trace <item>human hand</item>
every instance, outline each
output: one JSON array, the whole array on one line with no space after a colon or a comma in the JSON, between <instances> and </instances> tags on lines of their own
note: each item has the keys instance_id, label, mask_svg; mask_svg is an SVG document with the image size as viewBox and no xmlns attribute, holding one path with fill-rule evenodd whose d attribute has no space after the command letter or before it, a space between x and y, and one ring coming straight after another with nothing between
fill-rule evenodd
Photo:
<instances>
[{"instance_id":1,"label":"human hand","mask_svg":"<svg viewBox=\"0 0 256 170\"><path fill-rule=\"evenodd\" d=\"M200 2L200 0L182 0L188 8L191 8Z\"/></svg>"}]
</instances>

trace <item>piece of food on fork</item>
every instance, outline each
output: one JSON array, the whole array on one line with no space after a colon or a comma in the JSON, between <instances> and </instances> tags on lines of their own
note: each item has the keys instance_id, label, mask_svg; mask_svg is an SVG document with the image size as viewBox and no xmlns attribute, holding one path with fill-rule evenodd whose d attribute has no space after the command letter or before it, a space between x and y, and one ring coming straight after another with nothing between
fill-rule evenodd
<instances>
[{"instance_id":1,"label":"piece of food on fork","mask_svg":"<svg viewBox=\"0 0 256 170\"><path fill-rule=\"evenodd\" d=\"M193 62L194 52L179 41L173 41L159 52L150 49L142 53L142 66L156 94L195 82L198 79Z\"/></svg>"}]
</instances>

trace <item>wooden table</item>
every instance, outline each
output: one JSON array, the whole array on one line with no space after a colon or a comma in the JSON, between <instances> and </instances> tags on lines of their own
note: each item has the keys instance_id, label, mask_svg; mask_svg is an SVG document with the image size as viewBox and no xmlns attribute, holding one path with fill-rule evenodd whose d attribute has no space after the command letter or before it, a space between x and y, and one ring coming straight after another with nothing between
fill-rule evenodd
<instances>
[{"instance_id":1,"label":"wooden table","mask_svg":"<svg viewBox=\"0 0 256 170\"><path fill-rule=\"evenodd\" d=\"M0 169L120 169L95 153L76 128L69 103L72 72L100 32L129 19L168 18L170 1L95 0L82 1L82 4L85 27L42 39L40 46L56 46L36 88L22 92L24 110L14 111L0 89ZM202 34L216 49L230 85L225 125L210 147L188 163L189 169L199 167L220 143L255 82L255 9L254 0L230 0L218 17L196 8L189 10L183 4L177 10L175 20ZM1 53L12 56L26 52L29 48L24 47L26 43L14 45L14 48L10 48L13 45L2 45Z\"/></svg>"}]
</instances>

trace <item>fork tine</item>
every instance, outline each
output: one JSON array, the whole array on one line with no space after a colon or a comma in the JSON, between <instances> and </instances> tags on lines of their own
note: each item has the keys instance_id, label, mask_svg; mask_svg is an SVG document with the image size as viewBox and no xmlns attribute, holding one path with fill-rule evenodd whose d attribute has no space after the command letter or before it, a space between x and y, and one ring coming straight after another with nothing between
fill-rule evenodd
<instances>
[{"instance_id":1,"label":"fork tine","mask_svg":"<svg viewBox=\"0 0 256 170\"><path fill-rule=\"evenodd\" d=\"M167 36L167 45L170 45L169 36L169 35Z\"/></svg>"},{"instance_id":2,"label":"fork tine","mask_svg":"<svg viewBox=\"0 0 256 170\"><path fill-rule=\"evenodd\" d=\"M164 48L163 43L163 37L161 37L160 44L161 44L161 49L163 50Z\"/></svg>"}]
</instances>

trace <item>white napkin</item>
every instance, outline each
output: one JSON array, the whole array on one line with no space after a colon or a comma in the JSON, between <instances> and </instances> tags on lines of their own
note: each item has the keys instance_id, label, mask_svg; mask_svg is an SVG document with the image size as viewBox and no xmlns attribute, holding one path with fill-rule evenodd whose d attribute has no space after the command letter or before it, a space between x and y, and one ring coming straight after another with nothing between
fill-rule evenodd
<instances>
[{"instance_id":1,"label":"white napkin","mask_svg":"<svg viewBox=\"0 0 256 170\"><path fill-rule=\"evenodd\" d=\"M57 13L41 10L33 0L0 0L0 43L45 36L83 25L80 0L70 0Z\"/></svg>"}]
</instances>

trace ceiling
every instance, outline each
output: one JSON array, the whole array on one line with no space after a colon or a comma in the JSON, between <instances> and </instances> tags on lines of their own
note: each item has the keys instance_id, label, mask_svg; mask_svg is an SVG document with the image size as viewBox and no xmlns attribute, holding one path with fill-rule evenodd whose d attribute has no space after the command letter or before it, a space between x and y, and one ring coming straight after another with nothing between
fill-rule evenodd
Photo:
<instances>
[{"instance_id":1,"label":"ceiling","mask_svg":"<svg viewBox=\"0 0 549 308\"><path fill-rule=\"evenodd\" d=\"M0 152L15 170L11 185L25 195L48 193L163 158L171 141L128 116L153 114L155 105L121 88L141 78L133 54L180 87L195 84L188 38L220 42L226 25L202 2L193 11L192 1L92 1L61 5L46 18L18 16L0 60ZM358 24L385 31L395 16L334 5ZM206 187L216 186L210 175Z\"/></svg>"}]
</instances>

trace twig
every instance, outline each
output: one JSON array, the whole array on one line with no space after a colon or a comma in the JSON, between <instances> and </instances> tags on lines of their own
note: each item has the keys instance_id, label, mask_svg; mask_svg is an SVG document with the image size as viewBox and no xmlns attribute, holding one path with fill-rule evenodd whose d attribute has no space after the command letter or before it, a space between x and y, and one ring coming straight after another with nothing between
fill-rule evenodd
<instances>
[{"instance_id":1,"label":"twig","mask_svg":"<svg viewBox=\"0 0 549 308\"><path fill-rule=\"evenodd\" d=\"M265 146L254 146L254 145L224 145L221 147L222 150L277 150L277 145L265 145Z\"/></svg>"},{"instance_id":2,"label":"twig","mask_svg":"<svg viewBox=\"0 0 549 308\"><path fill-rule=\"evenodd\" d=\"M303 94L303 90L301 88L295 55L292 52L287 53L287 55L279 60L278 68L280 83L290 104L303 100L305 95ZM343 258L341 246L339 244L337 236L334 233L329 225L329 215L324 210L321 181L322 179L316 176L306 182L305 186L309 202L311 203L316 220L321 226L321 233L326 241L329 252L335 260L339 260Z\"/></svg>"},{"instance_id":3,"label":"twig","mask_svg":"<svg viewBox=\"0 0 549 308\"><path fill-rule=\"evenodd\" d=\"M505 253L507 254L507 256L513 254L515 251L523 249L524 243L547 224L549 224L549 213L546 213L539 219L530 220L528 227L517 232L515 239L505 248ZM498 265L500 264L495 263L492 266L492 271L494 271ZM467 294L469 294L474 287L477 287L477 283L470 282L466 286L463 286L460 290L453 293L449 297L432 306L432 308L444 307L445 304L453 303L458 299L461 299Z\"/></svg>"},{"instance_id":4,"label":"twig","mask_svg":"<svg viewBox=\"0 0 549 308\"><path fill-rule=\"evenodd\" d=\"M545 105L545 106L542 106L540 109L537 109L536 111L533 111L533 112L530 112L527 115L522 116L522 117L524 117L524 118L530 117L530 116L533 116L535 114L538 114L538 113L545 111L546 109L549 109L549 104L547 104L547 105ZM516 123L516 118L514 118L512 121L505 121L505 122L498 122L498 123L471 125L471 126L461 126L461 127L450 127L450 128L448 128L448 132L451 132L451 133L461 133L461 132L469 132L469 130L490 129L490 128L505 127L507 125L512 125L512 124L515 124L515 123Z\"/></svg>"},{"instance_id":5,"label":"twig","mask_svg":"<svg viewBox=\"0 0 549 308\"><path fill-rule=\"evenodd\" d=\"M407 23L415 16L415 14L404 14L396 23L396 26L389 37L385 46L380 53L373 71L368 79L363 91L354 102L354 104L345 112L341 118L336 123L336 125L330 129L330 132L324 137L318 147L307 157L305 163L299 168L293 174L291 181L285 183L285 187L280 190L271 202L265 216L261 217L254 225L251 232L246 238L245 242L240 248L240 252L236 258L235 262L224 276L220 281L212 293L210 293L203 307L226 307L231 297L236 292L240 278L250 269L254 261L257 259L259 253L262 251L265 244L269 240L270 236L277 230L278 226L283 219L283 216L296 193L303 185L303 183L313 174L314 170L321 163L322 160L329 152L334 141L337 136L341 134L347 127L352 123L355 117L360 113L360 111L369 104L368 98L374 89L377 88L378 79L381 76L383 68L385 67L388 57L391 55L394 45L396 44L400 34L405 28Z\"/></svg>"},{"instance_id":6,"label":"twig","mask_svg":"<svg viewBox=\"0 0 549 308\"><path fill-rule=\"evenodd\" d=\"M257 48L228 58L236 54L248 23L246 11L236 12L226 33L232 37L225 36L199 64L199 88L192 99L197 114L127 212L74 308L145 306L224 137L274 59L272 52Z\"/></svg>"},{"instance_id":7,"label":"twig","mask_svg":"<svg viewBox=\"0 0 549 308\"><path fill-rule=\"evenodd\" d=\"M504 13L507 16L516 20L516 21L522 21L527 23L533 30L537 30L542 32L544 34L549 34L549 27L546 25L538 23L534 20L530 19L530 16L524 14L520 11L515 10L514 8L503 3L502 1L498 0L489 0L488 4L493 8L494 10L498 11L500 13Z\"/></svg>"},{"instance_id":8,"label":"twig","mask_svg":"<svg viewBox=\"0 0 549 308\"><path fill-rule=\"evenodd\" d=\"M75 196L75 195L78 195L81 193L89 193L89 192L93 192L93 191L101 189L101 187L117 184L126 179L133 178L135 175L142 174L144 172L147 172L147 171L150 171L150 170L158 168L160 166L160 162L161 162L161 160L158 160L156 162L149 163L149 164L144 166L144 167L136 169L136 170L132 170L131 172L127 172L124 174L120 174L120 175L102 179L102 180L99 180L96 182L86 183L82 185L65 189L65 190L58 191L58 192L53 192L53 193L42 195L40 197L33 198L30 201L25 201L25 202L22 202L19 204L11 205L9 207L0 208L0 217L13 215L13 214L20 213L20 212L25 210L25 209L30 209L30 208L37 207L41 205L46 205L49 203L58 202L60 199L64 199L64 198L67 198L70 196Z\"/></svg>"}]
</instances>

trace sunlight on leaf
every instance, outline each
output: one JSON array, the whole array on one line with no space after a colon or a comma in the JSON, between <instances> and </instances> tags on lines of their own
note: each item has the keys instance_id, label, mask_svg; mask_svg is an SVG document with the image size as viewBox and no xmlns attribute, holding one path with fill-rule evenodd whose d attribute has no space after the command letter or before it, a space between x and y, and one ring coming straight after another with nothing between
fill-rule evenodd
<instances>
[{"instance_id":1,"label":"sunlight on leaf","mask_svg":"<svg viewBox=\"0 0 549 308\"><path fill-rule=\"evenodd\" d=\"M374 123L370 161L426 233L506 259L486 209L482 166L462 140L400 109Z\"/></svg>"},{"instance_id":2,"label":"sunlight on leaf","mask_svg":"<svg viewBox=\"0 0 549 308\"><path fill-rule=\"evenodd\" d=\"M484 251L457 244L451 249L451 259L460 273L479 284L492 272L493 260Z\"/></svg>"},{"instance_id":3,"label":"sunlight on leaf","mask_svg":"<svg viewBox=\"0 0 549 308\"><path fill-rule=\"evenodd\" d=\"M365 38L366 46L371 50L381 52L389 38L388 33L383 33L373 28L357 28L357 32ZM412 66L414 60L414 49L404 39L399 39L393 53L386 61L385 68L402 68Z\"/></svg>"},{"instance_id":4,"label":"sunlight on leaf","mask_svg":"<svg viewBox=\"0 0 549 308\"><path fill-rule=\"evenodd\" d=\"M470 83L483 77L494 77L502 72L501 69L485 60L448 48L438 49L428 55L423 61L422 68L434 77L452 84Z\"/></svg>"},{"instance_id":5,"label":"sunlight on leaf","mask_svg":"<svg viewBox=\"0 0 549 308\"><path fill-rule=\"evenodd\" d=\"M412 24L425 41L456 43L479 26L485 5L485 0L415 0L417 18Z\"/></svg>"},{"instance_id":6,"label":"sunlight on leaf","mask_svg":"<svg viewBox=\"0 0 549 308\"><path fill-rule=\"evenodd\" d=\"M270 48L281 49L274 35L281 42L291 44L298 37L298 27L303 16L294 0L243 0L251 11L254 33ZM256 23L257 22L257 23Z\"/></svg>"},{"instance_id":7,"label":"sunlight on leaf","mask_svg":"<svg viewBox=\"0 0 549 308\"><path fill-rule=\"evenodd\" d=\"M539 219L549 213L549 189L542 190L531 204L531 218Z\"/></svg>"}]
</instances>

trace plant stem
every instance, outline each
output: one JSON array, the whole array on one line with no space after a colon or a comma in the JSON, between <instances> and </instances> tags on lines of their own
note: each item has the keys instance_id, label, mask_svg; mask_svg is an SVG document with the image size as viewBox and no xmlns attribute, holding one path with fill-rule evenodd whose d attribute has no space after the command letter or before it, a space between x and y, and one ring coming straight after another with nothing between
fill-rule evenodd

################

Please copy out word for word the lines of the records that begin with the line containing "trace plant stem" and continue through the final line of the records.

trace plant stem
every instance, outline each
output: one JSON array, the whole array on one line with no space after a colon or a comma in the JSON, between <instances> and </instances> tags on lines of their own
note: each item has the keys instance_id, label, mask_svg; mask_svg is an SVG document with the image size as viewBox and no xmlns attribute, holding one path with fill-rule evenodd whose d attribute has no space after the command letter or before it, a space between x and y, and one ring coming straight after another with nothing between
fill-rule evenodd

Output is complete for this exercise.